[Data records]
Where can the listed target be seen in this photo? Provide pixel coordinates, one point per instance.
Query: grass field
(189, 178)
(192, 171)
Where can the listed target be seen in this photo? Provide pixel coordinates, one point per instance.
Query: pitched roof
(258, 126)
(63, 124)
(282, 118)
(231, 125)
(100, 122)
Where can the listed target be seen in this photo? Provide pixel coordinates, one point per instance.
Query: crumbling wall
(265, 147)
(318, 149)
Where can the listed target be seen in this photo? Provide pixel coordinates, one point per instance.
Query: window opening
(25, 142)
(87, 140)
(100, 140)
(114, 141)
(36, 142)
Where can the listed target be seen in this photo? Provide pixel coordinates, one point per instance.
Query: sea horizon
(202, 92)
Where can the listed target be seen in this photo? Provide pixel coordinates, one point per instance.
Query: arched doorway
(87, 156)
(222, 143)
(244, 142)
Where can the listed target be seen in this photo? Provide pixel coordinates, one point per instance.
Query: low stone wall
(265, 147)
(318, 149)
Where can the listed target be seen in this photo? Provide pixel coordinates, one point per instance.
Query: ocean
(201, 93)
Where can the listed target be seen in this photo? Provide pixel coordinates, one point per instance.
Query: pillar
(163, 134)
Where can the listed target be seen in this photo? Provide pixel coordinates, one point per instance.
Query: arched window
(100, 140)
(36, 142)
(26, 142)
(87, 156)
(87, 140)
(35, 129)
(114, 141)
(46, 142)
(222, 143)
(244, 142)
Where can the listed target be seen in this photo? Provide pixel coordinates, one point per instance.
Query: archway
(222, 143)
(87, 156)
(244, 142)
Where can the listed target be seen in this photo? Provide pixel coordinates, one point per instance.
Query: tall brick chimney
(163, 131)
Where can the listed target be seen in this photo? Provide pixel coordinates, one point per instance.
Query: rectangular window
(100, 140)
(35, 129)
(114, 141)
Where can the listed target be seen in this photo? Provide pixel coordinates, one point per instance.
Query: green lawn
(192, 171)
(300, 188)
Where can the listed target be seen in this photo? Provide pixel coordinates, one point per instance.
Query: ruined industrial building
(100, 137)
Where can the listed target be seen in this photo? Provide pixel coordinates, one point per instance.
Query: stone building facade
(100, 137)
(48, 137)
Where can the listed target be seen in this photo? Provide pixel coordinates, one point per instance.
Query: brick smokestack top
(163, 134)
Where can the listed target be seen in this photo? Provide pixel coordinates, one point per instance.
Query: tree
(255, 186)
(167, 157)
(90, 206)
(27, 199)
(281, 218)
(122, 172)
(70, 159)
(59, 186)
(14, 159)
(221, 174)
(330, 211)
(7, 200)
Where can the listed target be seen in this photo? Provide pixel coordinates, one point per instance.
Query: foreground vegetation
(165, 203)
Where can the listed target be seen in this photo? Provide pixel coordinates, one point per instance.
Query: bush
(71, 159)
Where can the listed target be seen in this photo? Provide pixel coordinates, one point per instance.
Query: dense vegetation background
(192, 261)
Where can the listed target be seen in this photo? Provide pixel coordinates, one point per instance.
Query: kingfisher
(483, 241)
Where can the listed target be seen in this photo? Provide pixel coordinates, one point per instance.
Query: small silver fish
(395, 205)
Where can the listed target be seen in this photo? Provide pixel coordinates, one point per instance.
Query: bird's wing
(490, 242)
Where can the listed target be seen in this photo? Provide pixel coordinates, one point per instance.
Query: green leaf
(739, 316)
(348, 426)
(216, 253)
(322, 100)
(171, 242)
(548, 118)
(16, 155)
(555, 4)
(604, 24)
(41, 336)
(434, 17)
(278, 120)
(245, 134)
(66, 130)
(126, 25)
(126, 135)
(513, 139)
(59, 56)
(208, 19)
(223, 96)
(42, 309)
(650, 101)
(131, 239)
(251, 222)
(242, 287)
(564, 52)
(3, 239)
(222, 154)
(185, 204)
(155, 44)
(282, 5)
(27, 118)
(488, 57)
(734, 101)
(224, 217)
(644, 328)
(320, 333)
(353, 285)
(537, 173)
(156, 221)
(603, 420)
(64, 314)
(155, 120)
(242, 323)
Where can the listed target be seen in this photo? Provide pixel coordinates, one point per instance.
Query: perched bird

* **WHAT YOU SHOULD DO**: All entries given above are to be printed again exactly.

* **PROBLEM SOLUTION**:
Where can the listed target be seen in this photo? Provide pixel coordinates, one point per instance.
Query: grass field
(189, 178)
(192, 171)
Where can the listed target be seen in this photo? Provide pixel coordinates, one point per instance.
Query: pitched roof
(258, 126)
(63, 124)
(282, 118)
(231, 125)
(100, 122)
Where can the listed target be seen in this photo? Provide pixel coordinates, one point per instance.
Query: crumbling wall
(265, 147)
(318, 149)
Where can the listed target be seen in this photo? Provide pixel coordinates, one point per instance.
Query: window opening
(25, 142)
(87, 140)
(100, 140)
(114, 141)
(36, 142)
Where can the listed target be seen in this photo? Provide pixel coordinates, one point per instance.
Query: sea horizon
(202, 92)
Where can the listed target be seen in this photo? Provide pixel coordinates, one point per instance.
Query: arched doorway
(87, 156)
(222, 143)
(244, 142)
Where can the listed target be seen in this photo? Provide pixel coordinates, one point per instance.
Query: low stone wall
(265, 147)
(318, 149)
Where can the listed target be seen in this photo? Provide pixel coordinates, one point per instance.
Query: ocean
(201, 93)
Where can the listed target be seen in this photo? Provide pixel coordinates, one point per instance.
Query: pillar
(163, 134)
Where can the listed target be seen in this photo? Provide pixel coordinates, one point per instance.
Query: arched window
(100, 140)
(36, 142)
(26, 142)
(87, 156)
(87, 140)
(35, 129)
(114, 141)
(46, 142)
(222, 143)
(244, 142)
Where can the listed target be seen in this photo? Provide pixel coordinates, one point per instance.
Query: archway
(222, 143)
(87, 156)
(244, 142)
Where can the listed target be seen in this photo? Provide pixel coordinates, one point per instance.
Query: tall brick chimney
(163, 131)
Where can the listed target be seen in this photo? Provide pixel coordinates, one point per instance.
Query: rectangular window
(100, 140)
(35, 129)
(114, 141)
Where can the listed target be seen in this photo? Provide pixel coordinates, one point per instance.
Query: green lawn
(192, 171)
(300, 188)
Where can the listed target be seen in this photo? Provide pixel coordinates, one point per instance.
Query: ruined industrial building
(100, 137)
Where can the listed target be seen in this photo? Provide pixel coordinates, one point per instance.
Query: stone building facade
(100, 137)
(48, 137)
Where can the listed target be seen in this photo? Provide pixel coordinates, one point per instance.
Query: brick smokestack top
(163, 134)
Where can the listed target be seen in this photo? Provide pixel coordinates, one point per instance.
Query: tree
(255, 186)
(167, 157)
(90, 206)
(27, 199)
(281, 218)
(122, 172)
(70, 159)
(59, 186)
(14, 159)
(221, 174)
(330, 211)
(7, 200)
Where can the listed target be seen in this photo? Provide pixel coordinates, one point per instance.
Query: foreground vegetation
(165, 203)
Where can the listed target be seen in this photo? Provide pixel coordinates, one point per instance.
Query: bush
(71, 159)
Where can the listed target be seen in this photo? Provide pixel coordinates, one point per instance.
Query: dense vegetation background
(192, 261)
Where can the listed target be seen in this photo? Provide pixel coordinates, one point per instance.
Query: kingfisher
(483, 241)
Where can the listed target be seen in this photo? Provide pixel coordinates, one point per instance.
Query: small silver fish
(395, 205)
Where can the listed target be seen in this photo? Provide pixel coordinates, one point per instance.
Query: bird's wing
(490, 242)
Where can the listed target be seen in this photo? Provide pixel coordinates, one point per instance.
Query: green leaf
(739, 316)
(348, 426)
(216, 253)
(322, 100)
(171, 242)
(548, 118)
(16, 155)
(555, 4)
(604, 24)
(41, 336)
(434, 17)
(278, 120)
(245, 134)
(66, 130)
(126, 25)
(126, 135)
(513, 139)
(59, 56)
(208, 19)
(223, 96)
(42, 309)
(650, 101)
(131, 239)
(251, 222)
(242, 287)
(564, 52)
(3, 239)
(222, 154)
(185, 204)
(155, 44)
(282, 5)
(27, 118)
(488, 57)
(734, 101)
(224, 217)
(644, 328)
(320, 333)
(353, 285)
(537, 173)
(156, 221)
(603, 420)
(64, 314)
(155, 120)
(242, 323)
Where can the listed target be seen in this photo? Provide pixel coordinates, one point per instance.
Query: perched bird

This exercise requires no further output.